The output must reproduce each line of the data word for word.

-- DATA TO PROCESS follows --

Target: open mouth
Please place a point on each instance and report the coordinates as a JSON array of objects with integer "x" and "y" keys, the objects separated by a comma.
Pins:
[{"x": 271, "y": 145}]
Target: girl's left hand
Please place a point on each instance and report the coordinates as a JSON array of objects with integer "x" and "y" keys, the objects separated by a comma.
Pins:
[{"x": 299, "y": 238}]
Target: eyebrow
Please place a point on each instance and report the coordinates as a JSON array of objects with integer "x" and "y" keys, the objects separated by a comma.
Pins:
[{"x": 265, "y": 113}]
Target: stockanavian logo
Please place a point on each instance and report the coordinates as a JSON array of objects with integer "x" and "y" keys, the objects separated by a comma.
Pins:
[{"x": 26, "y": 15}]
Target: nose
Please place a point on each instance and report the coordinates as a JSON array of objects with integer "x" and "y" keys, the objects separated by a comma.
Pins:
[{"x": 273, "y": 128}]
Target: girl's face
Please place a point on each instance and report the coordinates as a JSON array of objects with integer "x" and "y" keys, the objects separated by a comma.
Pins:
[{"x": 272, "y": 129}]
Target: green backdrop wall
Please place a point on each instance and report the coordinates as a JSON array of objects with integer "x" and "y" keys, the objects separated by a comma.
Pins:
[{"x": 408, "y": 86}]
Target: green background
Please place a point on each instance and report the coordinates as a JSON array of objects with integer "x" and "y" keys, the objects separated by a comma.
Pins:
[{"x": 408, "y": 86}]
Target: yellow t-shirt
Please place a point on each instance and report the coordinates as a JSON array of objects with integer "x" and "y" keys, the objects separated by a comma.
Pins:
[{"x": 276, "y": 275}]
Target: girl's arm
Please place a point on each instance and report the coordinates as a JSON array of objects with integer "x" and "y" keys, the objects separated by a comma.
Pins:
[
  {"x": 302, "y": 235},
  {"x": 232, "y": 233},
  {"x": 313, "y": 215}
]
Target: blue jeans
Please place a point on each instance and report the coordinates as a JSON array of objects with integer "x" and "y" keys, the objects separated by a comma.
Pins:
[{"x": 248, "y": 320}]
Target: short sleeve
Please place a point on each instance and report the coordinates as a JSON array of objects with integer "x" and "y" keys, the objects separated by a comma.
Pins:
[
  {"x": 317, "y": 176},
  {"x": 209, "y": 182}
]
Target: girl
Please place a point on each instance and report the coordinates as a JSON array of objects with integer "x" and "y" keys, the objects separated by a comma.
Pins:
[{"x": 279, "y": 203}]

-- DATA TO PROCESS concluded --

(YOUR RESPONSE):
Target: open mouth
Please place a point on each instance and report the coordinates as a JSON array of objects with integer "x" and "y" keys, the objects separated by a comma.
Pins:
[{"x": 271, "y": 145}]
Target: girl's left hand
Please place a point on each instance and report the coordinates as a JSON array of objects with integer "x" and "y" keys, the objects separated by a comma.
Pins:
[{"x": 299, "y": 238}]
Target: eyebrow
Please place a point on each instance and report the coordinates as a JSON array of objects with integer "x" and "y" keys, the objects separated by a comma.
Pins:
[{"x": 265, "y": 113}]
Target: stockanavian logo
Please place a point on each instance and report the coordinates as a JSON array of objects with integer "x" and "y" keys, the objects separated by a comma.
Pins:
[{"x": 26, "y": 15}]
Target: nose
Please place a point on each instance and report the coordinates as a JSON array of objects with integer "x" and "y" keys, the objects separated by a comma.
Pins:
[{"x": 273, "y": 128}]
Target: girl's face
Please place a point on each instance and report the coordinates as a JSON array of objects with integer "x" and "y" keys, the objects separated by a comma.
Pins:
[{"x": 272, "y": 129}]
Target: green backdrop wall
Please place a point on each instance and report the coordinates as a JSON array of objects with integer "x" and "y" keys, the objects separated by a comma.
Pins:
[{"x": 408, "y": 86}]
Target: green background
Please place a point on each instance and report the coordinates as a JSON array of objects with integer "x" and "y" keys, the objects separated by a comma.
Pins:
[{"x": 408, "y": 86}]
Target: yellow t-shirt
Please place a point on each instance and report the coordinates as a JSON array of objects with integer "x" and "y" keys, the objects separated by a comma.
Pins:
[{"x": 276, "y": 275}]
Target: girl's arm
Please place a point on each instance and report the coordinates as a JSON array of objects with integer "x" and "y" keys, the objects separated by a comma.
Pins:
[
  {"x": 302, "y": 235},
  {"x": 232, "y": 233},
  {"x": 313, "y": 215}
]
Target: blue jeans
Please place a point on each instance and report the coordinates as a JSON array of objects with integer "x" and "y" keys, the objects separated by a comma.
Pins:
[{"x": 248, "y": 320}]
Target: short sleeve
Please place a point on each instance and report the coordinates as a JSON array of objects with integer "x" and "y" keys, the objects separated by a comma.
Pins:
[
  {"x": 317, "y": 176},
  {"x": 209, "y": 182}
]
Target: girl
Please place a point on each instance and report the coordinates as a JSON array of objects with integer "x" and "y" keys, the objects separated by a comma.
Pins:
[{"x": 279, "y": 203}]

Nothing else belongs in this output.